## SHORT TASK
Collect every line in the data below that contains the word "black", copying each such line in full.

— start PROVIDED DATA —

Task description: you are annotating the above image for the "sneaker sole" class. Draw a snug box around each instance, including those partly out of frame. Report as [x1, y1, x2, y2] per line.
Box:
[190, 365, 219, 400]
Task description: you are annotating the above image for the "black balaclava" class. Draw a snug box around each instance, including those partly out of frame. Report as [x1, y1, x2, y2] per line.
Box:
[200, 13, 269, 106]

— end PROVIDED DATA —
— start PROVIDED DATA —

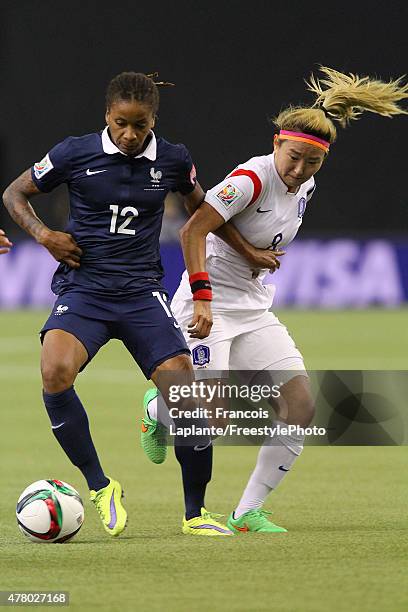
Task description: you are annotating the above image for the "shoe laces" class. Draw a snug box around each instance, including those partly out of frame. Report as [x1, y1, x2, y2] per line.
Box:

— end PROVIDED DATA —

## ANSWER TO THE EXERCISE
Task description: you are annotating the above image for the "black balaclava" class. Draw a snug box around each instance, including those partly out of frame. Report as [x1, y1, x2, y2] per line.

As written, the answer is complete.